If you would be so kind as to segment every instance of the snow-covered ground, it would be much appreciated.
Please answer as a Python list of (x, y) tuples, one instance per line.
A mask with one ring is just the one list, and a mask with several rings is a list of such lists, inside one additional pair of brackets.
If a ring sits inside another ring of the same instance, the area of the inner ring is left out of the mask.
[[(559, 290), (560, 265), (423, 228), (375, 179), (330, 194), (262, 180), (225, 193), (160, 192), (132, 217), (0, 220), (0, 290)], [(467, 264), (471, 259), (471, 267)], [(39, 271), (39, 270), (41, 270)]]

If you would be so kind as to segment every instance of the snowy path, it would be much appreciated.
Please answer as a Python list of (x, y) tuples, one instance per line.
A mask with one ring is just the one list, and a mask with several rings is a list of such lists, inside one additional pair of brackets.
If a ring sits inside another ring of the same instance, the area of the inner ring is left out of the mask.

--

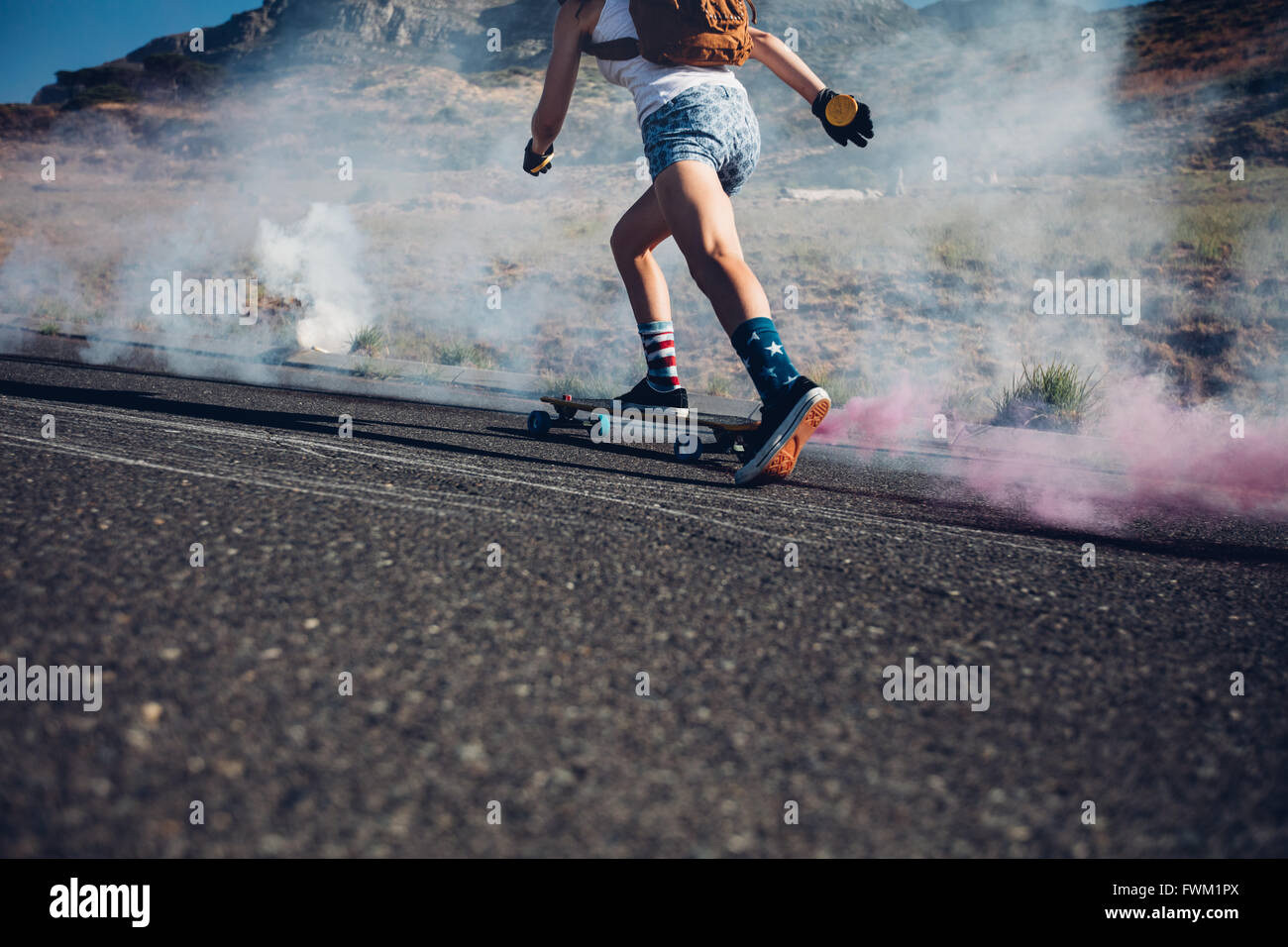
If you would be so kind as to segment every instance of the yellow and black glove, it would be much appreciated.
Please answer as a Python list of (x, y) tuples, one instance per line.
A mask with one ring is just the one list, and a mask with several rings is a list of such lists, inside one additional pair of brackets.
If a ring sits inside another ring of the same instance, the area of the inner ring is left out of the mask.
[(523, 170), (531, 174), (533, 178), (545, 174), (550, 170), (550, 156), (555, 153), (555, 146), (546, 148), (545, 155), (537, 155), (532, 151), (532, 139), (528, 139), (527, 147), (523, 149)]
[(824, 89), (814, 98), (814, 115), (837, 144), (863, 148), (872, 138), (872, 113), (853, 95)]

...

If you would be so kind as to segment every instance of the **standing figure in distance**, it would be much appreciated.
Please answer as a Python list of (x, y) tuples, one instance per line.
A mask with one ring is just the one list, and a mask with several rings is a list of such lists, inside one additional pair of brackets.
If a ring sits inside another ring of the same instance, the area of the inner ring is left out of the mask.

# To be done
Quote the listing lines word for word, starting at the line that contains "ground, it would be much appreciated." and ending at the line that contains "270), (41, 270)]]", both included.

# Exercise answer
If you would be so kind as to segment every instance of the snow-covered ground, it would be much appreciated.
Please answer as a Python list of (x, y) tuples, one instance per line.
A mask with one ring is just the one list, and a mask with several rings is a list of such lists, inside one additional pair of brackets.
If a ring sits inside another ring of the same instance, the area of the inner ring is left out of the mask.
[[(559, 290), (560, 265), (423, 228), (375, 179), (330, 194), (262, 180), (225, 193), (160, 192), (132, 217), (0, 220), (0, 290)], [(467, 264), (471, 259), (471, 267)], [(39, 271), (39, 270), (41, 270)]]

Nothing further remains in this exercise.